/---

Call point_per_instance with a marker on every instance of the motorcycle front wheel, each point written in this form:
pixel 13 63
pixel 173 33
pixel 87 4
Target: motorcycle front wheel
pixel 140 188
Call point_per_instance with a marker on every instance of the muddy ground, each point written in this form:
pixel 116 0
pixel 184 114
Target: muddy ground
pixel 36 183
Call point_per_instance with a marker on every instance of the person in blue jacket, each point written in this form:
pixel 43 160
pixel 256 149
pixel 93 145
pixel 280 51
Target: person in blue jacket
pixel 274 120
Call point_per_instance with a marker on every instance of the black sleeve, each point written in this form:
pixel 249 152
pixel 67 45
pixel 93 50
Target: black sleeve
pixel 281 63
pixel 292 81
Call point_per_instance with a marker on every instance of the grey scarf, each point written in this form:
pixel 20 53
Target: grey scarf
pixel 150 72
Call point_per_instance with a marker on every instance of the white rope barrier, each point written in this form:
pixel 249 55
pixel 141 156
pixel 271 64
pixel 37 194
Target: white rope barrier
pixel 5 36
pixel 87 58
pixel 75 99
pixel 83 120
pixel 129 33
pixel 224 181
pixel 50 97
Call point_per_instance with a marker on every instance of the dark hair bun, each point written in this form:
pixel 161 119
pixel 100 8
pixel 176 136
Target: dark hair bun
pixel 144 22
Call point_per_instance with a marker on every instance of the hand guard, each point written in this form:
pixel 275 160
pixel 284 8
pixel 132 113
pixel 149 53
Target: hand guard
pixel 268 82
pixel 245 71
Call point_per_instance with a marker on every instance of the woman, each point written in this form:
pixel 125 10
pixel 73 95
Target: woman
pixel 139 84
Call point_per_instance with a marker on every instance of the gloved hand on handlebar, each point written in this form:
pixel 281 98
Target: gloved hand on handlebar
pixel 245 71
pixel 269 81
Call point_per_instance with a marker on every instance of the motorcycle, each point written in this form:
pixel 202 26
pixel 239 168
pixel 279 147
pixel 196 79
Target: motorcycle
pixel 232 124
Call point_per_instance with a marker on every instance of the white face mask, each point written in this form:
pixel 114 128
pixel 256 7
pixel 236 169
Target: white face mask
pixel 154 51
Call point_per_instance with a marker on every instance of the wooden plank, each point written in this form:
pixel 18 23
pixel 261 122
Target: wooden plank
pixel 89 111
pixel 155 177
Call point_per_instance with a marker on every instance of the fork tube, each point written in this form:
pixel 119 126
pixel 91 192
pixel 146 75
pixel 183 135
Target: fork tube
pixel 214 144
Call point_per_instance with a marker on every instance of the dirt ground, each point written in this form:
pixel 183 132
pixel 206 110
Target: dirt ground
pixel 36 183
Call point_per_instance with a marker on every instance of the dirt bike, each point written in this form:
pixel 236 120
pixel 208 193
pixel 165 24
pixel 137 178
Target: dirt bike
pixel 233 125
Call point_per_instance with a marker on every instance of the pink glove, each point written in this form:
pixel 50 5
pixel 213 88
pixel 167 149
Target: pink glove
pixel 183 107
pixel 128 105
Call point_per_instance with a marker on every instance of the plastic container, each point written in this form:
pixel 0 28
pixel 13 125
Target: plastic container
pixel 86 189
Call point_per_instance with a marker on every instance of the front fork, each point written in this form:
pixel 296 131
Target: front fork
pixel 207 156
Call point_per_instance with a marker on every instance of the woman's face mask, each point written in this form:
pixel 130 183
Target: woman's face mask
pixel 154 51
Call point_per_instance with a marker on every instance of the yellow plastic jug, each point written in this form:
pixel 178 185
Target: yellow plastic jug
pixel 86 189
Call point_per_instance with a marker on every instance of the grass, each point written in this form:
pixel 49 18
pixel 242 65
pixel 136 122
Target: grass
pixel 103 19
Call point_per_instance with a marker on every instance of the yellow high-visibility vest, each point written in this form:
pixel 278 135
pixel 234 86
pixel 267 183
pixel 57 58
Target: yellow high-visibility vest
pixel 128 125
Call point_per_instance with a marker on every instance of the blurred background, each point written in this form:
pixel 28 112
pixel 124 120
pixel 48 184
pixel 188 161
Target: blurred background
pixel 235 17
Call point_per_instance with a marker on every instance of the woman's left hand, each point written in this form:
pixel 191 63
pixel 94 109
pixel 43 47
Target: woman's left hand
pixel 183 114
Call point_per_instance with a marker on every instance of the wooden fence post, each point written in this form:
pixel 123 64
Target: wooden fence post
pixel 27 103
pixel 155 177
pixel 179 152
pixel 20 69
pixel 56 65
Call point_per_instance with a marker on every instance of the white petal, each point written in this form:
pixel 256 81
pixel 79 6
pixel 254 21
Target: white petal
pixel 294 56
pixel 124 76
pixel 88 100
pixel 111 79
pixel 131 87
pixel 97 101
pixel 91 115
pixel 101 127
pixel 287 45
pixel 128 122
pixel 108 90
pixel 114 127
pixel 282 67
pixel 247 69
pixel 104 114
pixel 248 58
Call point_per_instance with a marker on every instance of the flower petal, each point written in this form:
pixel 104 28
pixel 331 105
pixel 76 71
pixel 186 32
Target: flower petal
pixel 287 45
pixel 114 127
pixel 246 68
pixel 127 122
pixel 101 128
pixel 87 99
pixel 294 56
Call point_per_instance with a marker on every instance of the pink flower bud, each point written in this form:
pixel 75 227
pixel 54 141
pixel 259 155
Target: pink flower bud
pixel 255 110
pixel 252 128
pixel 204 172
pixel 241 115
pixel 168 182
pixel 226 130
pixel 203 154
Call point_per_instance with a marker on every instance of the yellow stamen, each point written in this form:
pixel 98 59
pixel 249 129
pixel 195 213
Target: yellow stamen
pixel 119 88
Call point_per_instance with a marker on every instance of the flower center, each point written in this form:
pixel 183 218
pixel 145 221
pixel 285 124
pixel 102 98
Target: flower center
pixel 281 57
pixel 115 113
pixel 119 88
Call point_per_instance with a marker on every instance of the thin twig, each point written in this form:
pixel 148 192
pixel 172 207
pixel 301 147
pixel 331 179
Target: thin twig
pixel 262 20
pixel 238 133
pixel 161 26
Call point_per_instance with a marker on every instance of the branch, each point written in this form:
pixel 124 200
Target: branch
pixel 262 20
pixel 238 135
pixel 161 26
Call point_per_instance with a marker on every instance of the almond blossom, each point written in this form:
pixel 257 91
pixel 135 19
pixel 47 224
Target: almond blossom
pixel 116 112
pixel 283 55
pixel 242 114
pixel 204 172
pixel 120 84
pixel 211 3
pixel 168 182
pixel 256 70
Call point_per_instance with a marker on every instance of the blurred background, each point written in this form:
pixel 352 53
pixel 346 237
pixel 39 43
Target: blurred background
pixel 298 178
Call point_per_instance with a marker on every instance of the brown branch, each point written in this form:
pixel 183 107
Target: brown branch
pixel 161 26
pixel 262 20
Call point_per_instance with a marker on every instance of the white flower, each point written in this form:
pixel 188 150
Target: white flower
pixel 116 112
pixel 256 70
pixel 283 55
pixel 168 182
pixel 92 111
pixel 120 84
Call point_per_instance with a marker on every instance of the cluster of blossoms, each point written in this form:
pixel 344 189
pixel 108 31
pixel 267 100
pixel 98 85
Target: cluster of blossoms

\---

### Exercise
Rewrite all of the entries above, with "marker" changed to "dot" everywhere and nothing else altered.

### Answer to this problem
Call point_per_instance with a dot on every instance of the motorcycle front wheel, each point written in this form:
pixel 13 63
pixel 173 33
pixel 87 4
Target: motorcycle front wheel
pixel 140 188
Call point_per_instance with a dot on every instance of the muddy ground, each point written in this form:
pixel 116 0
pixel 184 114
Target: muddy ground
pixel 36 183
Call point_per_instance with a dot on every instance of the person in blue jacket, each point written in this form:
pixel 43 160
pixel 256 149
pixel 93 145
pixel 280 51
Target: person in blue jacket
pixel 274 120
Call point_per_instance with a dot on every instance of the black sleeve, each point written in this form:
pixel 249 152
pixel 67 45
pixel 93 50
Target: black sleeve
pixel 281 63
pixel 292 81
Call point_per_instance with a dot on every instance of the grey scarf, each point written in this form:
pixel 20 53
Target: grey scarf
pixel 150 72
Call point_per_instance with a dot on every instance of the white rope barrier, each point written in this form:
pixel 249 55
pixel 141 156
pixel 271 64
pixel 37 194
Target: white rope barrier
pixel 5 36
pixel 87 58
pixel 75 99
pixel 83 120
pixel 129 33
pixel 224 181
pixel 50 97
Call point_per_instance with a dot on every instance of the dark hair bun, each point written in this form:
pixel 161 119
pixel 100 8
pixel 176 136
Target: dark hair bun
pixel 144 22
Call point_per_instance with a dot on every instance of the hand guard, each point written in this form:
pixel 275 160
pixel 284 8
pixel 132 113
pixel 149 53
Target: hand guard
pixel 268 82
pixel 245 71
Call point_per_instance with a dot on every instance of the woman, each point written in this form:
pixel 125 10
pixel 73 95
Target: woman
pixel 139 84
Call point_per_instance with a dot on every instance of the gloved hand on handlebar, each point written in this form:
pixel 281 98
Target: gloved hand on handlebar
pixel 245 71
pixel 269 81
Call point_per_instance with a dot on every instance of the motorcycle, each point written in this form:
pixel 202 26
pixel 239 168
pixel 279 147
pixel 196 79
Target: motorcycle
pixel 232 124
Call point_per_instance with a dot on every instance of the white face mask, each point written in this form:
pixel 114 128
pixel 256 7
pixel 236 169
Target: white face mask
pixel 154 51
Call point_per_instance with a dot on every instance of the wooden plank, each point written in this form:
pixel 18 23
pixel 261 122
Target: wooden plank
pixel 89 111
pixel 155 177
Call point_per_instance with a dot on every instance of the fork tube, each point written in this form:
pixel 119 126
pixel 91 192
pixel 146 75
pixel 183 135
Target: fork tube
pixel 214 144
Call point_per_instance with a dot on every instance of the dirt ground, each point written in this form:
pixel 183 132
pixel 206 110
Target: dirt ground
pixel 36 183
Call point_per_instance with a dot on every instance of the dirt bike, each point written in this form:
pixel 236 120
pixel 208 193
pixel 165 24
pixel 137 178
Target: dirt bike
pixel 233 125
Call point_per_instance with a dot on every instance of the pink glove, each point written in this form:
pixel 50 5
pixel 213 88
pixel 167 149
Target: pink glove
pixel 183 107
pixel 128 105
Call point_per_instance with a dot on every instance of the plastic container, each point written in this form:
pixel 0 28
pixel 13 125
Target: plastic container
pixel 86 189
Call point_per_instance with a dot on every instance of the front fork, each point written in this form:
pixel 296 131
Target: front fork
pixel 207 156
Call point_per_instance with a dot on every instance of the woman's face mask, each point written in this form:
pixel 130 183
Target: woman's face mask
pixel 154 51
Call point_per_instance with a dot on every instance of the yellow plastic jug, each point written in this form:
pixel 178 185
Target: yellow plastic jug
pixel 86 189
Call point_per_instance with a dot on every instance of the grass, each point written in this form:
pixel 49 18
pixel 242 65
pixel 136 122
Target: grass
pixel 103 19
Call point_per_instance with a dot on every instance of the yellow high-visibility vest, each point written in this form:
pixel 278 135
pixel 234 86
pixel 267 183
pixel 57 58
Target: yellow high-visibility vest
pixel 128 125
Call point_per_instance with a dot on every instance of the blurred background, each point written in this form:
pixel 28 112
pixel 124 120
pixel 48 184
pixel 188 161
Target: blurred background
pixel 235 17
Call point_per_instance with a dot on every instance of the woman's left hand, each point written in this form:
pixel 191 63
pixel 94 109
pixel 43 47
Target: woman's left hand
pixel 183 114
Call point_per_instance with a dot on every instance of the wooden fence post, each point written in this form:
pixel 123 64
Target: wooden fence post
pixel 27 103
pixel 155 177
pixel 179 152
pixel 20 69
pixel 56 65
Call point_per_instance with a dot on every instance of the white petal, each point written in this form:
pixel 256 81
pixel 79 6
pixel 254 21
Target: white petal
pixel 294 56
pixel 124 76
pixel 88 100
pixel 111 79
pixel 131 87
pixel 97 101
pixel 91 115
pixel 101 127
pixel 287 45
pixel 128 122
pixel 108 90
pixel 114 127
pixel 282 67
pixel 247 69
pixel 104 114
pixel 248 58
Call point_per_instance with a dot on every instance of the flower petal, each point written in this form:
pixel 104 28
pixel 331 105
pixel 76 71
pixel 186 32
Target: flower petal
pixel 287 45
pixel 114 127
pixel 246 68
pixel 127 122
pixel 101 128
pixel 87 99
pixel 294 56
Call point_per_instance with a dot on every instance of the pink flower bud, each point written in this form:
pixel 75 227
pixel 54 141
pixel 259 155
Target: pink flower bud
pixel 255 110
pixel 252 128
pixel 204 172
pixel 241 115
pixel 168 182
pixel 226 130
pixel 203 154
Call point_per_instance with a dot on every instance of the yellow stamen, each point written in this form:
pixel 98 59
pixel 249 129
pixel 195 213
Target: yellow stamen
pixel 119 88
Call point_per_instance with a dot on every instance of the flower center, each point written in this form:
pixel 183 218
pixel 145 221
pixel 285 124
pixel 102 98
Target: flower center
pixel 281 57
pixel 115 113
pixel 119 88
Call point_per_instance with a dot on every instance of the thin twig, each point written in this form:
pixel 148 192
pixel 172 207
pixel 301 147
pixel 331 179
Target: thin twig
pixel 262 20
pixel 238 133
pixel 161 26
Call point_per_instance with a dot on every instance of the branch, each point written in this form:
pixel 124 200
Target: branch
pixel 262 20
pixel 238 135
pixel 161 26
Call point_per_instance with a dot on every instance of the almond blossom, each point written in this form:
pixel 257 91
pixel 135 19
pixel 47 224
Target: almond blossom
pixel 116 112
pixel 283 55
pixel 242 114
pixel 204 172
pixel 120 84
pixel 211 3
pixel 168 182
pixel 256 70
Call point_per_instance with a dot on every instance of the blurred background, each point written in this form:
pixel 352 53
pixel 346 237
pixel 39 43
Target: blurred background
pixel 298 178
Call point_per_instance with a dot on every instance of the brown branch, each point written in this form:
pixel 183 107
Target: brown branch
pixel 161 26
pixel 262 20
Call point_per_instance with a dot on every instance of the white flower, each point written in this form:
pixel 188 150
Target: white flower
pixel 116 112
pixel 256 70
pixel 283 55
pixel 168 182
pixel 92 111
pixel 120 84
Call point_per_instance with a dot on every instance of the cluster of blossoms, each point written in this form:
pixel 344 189
pixel 108 31
pixel 267 100
pixel 98 85
Target: cluster of blossoms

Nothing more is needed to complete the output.